Venezia, Palazzetto Bru Zane, Festival Édouard Lalo tra folklore e wagnerismo (26 settembre-10 novembre 2015)
Quatuor Hermès
Violini Omer Bouchez, Elise Liu
Viola Yung-Hsin Chang
Violoncello Anthony Kondo
Édouard Lalo:Quatuor à cordes; Namouna (”Sérénade” arrangée pour quatuor à cordes)
Gabriel Fauré: Quatuor à cordes
Venezia, giovedì 5 novembre
Ancora dei giovani interpreti – attualmente residenti presso la Chapelle Musicale Reine Elisabeth a Waterloo – erano protagonisti del concerto svoltosi presso il Palazzetto Bru Zane, quale penultimo appuntamento nell’ambito del festival – si può dire ormai riuscitissimo – incentrato su Édouard Lalo, che si concluderà martedì prossimo con una serata dedicata a “Trii romantici” dello stesso Lalo e di Cécile Chaminade. Davvero entusiasmante la prestazione di questi solisti, poco più che ragazzi, che si sono messi insieme, dopo essersi conosciuti nel 2008, a formare il Quartetto Hermès. Come abbiamo potuto constatare, l’ensemble ha già raggiunto un’intesa, si può dire, perfetta, una qualità del suono veramente pregevole, una maturità interpretativa sorprendente, considerata l’età di questi musicisti dal curriculum di tutto rispetto, per i quali Alfred Brendel ha previsto un brillante futuro: premio SACEM per la miglior interpretazione dell’opera di Henry Dutilleux Ainsi la nuit al Concorso Internazionale di Musica da Camera di Lione (2009); primo premio al prestigioso Concorso Internazionale di Ginevra (2011), che ha offerto loro l’opportunità di incidere due CD con opere di Haydn, Beethoven e Schumann; primo premio alle audizioni «Young Concert Artists» di New York (2012). E si potrebbe continuare … Impegnativo il programma da eseguire per l’occasione: il Quartetto per archi di Lalo e quello di Fauré. Entrambi i pezzi richiedono un’interpretazione prevalentemente vigorosa e appassionata, oltre a grande padronanza tecnica e perfetto coordinamento tra le parti. E il Quartetto Hermès ha dato prova di essere totalmente all’altezza del compito affidatogli: non è mai venuta meno la concentrazione, né la sensibilità nello scegliere di volta in volta il giusto accento, nel rendere la più sottile sfumatura o il più imperioso attacco, con impareggiabile gioco d’insieme. Merita, a questo proposito, sottolineare la prestazione del violoncellista Anthony Kondo, che si è assunto il ruolo – verosimilmente abituale – di concertatore, aiutandosi con significative occhiate lanciate, all’occorrenza, agli altri componenti dell’ensemble.

## Voci del dataset sulla posizione degli oggetti
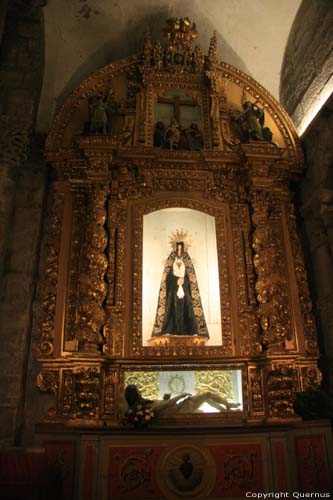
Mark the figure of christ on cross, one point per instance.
(175, 135)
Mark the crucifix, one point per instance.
(177, 102)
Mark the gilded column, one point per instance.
(92, 280)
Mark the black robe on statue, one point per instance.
(179, 316)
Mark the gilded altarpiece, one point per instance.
(117, 161)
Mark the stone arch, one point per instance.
(306, 74)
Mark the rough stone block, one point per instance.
(7, 419)
(29, 30)
(17, 291)
(11, 78)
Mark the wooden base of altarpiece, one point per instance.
(203, 463)
(177, 340)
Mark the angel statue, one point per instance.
(179, 309)
(251, 123)
(101, 112)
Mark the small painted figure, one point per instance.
(179, 309)
(102, 110)
(251, 122)
(194, 137)
(159, 135)
(172, 134)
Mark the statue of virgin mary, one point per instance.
(179, 308)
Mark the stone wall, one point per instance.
(22, 188)
(316, 201)
(307, 70)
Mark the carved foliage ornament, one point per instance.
(271, 283)
(15, 136)
(49, 287)
(281, 388)
(92, 284)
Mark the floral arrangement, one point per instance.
(140, 415)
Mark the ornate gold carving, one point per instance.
(226, 348)
(49, 288)
(281, 388)
(92, 285)
(212, 52)
(271, 283)
(79, 217)
(128, 181)
(146, 382)
(248, 325)
(215, 381)
(67, 393)
(81, 392)
(115, 325)
(48, 381)
(256, 392)
(87, 385)
(109, 383)
(104, 304)
(303, 287)
(177, 341)
(14, 134)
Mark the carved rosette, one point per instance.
(271, 283)
(248, 323)
(281, 386)
(14, 134)
(49, 287)
(109, 396)
(302, 283)
(77, 239)
(256, 391)
(86, 397)
(48, 381)
(92, 280)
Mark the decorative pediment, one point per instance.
(174, 97)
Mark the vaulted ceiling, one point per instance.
(84, 35)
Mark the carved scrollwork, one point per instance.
(87, 385)
(92, 283)
(49, 288)
(255, 382)
(128, 181)
(281, 388)
(303, 287)
(48, 381)
(110, 380)
(14, 140)
(271, 283)
(81, 388)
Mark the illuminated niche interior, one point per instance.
(154, 384)
(158, 226)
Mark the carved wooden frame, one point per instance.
(140, 209)
(191, 418)
(194, 85)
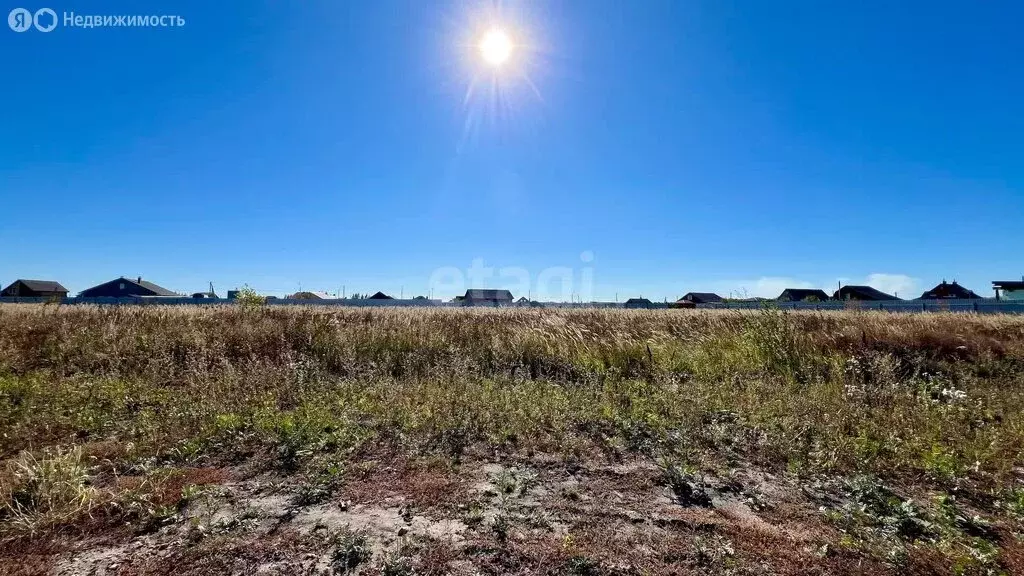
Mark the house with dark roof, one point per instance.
(802, 295)
(1012, 290)
(486, 297)
(35, 288)
(948, 290)
(701, 298)
(126, 287)
(861, 293)
(638, 303)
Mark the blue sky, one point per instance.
(679, 146)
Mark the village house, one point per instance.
(35, 288)
(486, 297)
(126, 287)
(1012, 290)
(861, 293)
(802, 295)
(948, 290)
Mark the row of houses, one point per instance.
(1010, 290)
(127, 287)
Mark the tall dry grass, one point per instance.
(910, 398)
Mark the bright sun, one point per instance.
(496, 47)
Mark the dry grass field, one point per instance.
(248, 440)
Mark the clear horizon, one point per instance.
(659, 147)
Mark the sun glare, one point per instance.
(496, 47)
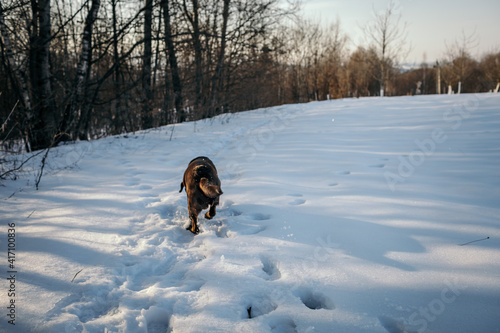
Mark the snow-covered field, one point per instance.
(341, 216)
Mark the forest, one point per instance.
(85, 69)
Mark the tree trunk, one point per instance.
(147, 121)
(46, 127)
(73, 110)
(172, 59)
(194, 20)
(219, 69)
(19, 80)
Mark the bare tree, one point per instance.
(388, 35)
(172, 60)
(458, 63)
(73, 109)
(19, 80)
(146, 67)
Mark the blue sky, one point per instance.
(431, 24)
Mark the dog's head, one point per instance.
(210, 188)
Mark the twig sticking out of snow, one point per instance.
(477, 240)
(74, 277)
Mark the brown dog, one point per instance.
(203, 189)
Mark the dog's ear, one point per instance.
(203, 182)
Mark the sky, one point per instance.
(431, 25)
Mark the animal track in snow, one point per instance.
(283, 325)
(260, 216)
(297, 202)
(314, 300)
(377, 166)
(270, 267)
(260, 306)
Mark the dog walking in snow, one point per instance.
(203, 189)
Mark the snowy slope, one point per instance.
(339, 216)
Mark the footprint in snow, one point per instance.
(260, 216)
(270, 267)
(132, 182)
(314, 300)
(377, 166)
(297, 202)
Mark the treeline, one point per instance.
(83, 69)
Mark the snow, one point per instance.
(338, 216)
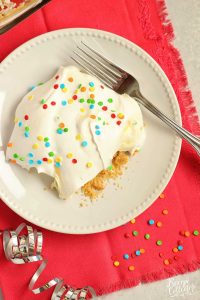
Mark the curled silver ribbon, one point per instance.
(21, 249)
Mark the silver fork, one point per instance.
(122, 82)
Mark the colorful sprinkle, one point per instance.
(180, 247)
(45, 106)
(51, 154)
(64, 103)
(131, 268)
(137, 253)
(159, 243)
(89, 165)
(147, 236)
(35, 146)
(135, 233)
(132, 221)
(84, 144)
(126, 256)
(196, 232)
(159, 224)
(151, 222)
(116, 263)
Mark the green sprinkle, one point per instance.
(159, 243)
(51, 153)
(147, 236)
(196, 232)
(135, 233)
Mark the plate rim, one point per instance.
(176, 144)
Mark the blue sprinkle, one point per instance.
(137, 252)
(151, 222)
(98, 132)
(59, 131)
(64, 103)
(62, 86)
(26, 134)
(57, 164)
(47, 144)
(126, 256)
(84, 144)
(32, 87)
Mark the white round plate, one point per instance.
(148, 172)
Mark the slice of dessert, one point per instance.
(72, 128)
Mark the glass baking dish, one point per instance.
(13, 12)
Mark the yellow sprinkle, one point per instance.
(64, 90)
(58, 159)
(70, 101)
(78, 137)
(30, 97)
(89, 164)
(35, 146)
(40, 138)
(120, 116)
(69, 155)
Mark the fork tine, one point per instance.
(91, 72)
(109, 78)
(118, 69)
(103, 65)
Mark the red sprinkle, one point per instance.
(45, 106)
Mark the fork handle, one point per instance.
(183, 133)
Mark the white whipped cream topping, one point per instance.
(61, 133)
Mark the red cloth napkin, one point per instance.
(88, 259)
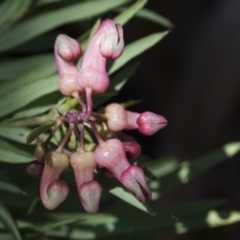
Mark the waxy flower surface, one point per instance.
(113, 150)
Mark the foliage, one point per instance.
(30, 98)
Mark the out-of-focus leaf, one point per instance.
(135, 48)
(190, 169)
(13, 157)
(44, 22)
(8, 221)
(9, 187)
(116, 84)
(37, 131)
(11, 11)
(36, 66)
(17, 134)
(129, 12)
(154, 17)
(24, 95)
(130, 199)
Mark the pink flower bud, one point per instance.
(134, 180)
(90, 193)
(52, 190)
(67, 50)
(111, 154)
(83, 164)
(149, 123)
(116, 117)
(107, 42)
(133, 150)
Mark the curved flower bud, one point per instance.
(90, 193)
(116, 117)
(149, 123)
(52, 190)
(67, 50)
(133, 179)
(83, 164)
(107, 42)
(111, 154)
(133, 150)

## Sfide
1: Secondo la recensione del concerto del Quartetto Hermès, in quale anno si sono conosciuti i membri dell'ensemble?
2: Prosegui la recensione del concerto del Quartetto Hermès, ripartendo subito dopo l'ultima frase del testo.
Le voci non hanno alcun ruolo in questo lavoro.

## Risposte ai compiti
1: Nel 2008.

2:
Il Quartetto in mi bemolle maggiore op. 45 di Lalo, vero capolavoro nell’ambito di questo genere, si inserisce pienamente nel panorama quartettistico fin-de-siècle in Francia, quando le composizioni per questa formazione si fanno più dense e profonde, assegnando pari dignità a tutti gli strumenti, in base all’esempio fulgido di Beethoven e degli altri grandi austro-tedeschi. Iniziato nel 1856 ed eseguito nella sua prima versione tre anni dopo dal Quatuor Armingaud (di cui Lalo era stato uno dei fondatori), questo quartetto venne rielaborato dall’autore nel 1883 e ripresentato sotto questa forma nel dicembre dell’anno successivo presso la Société Nationale de Musique. Vigorosa e appassionata l’interpretazione del Quatuor Hermés: dal primo tema fortemente ritmato del movimento iniziale (Allegro vivo), cui seguono il secondo tema sincopato e lo sviluppo con rapidi scambi tra gli strumenti; al successivo Andante non troppo, assai espressivo, che evoca il tardo Beethoven dei bruschi silenzi e delle melodie di grande eloquenza; all’irruento scherzo del terzo movimento (Vivace), inframezzato da un più leggero trio, tra i pizzicati del violoncello e le agili figurazioni del violino; al finale (Appassionato), che riprende il tono patetico del secondo movimento.
Quanto al successivo titolo in programma, si tratta del secondo brano della Suite orchestrale, che Lalo trasse dal balletto-pantomima Namouna, composto nel 1881-1882 su un soggetto di Charles Nuitter, basato su un “racconto orientale” in versi di Alfred de Musset, ispirato, a sua volta, alle Orientales di Victor Hugo, e andato in scena all’Opéra nel 1882, mentre la Suite fu eseguita l’anno dopo presso il Théâtre du Château d’Eau sotto la direzione di Charles Lamoureux, essendo inseguito oggetto di varie trascrizioni per formazioni da camera, destinate alle esecuzioni salottiere. Una danzante leggerezza ha caratterizzato l’interpretazione dell’arrangiamento per quartetto di Sérénade, interamente costruita su un ostinato di crome dal ritmo molto marcato, caratterizzato da giochi di accenti e motivi sinuosi, che evocano appunto la danza e l’ispirazione orientalista del balletto.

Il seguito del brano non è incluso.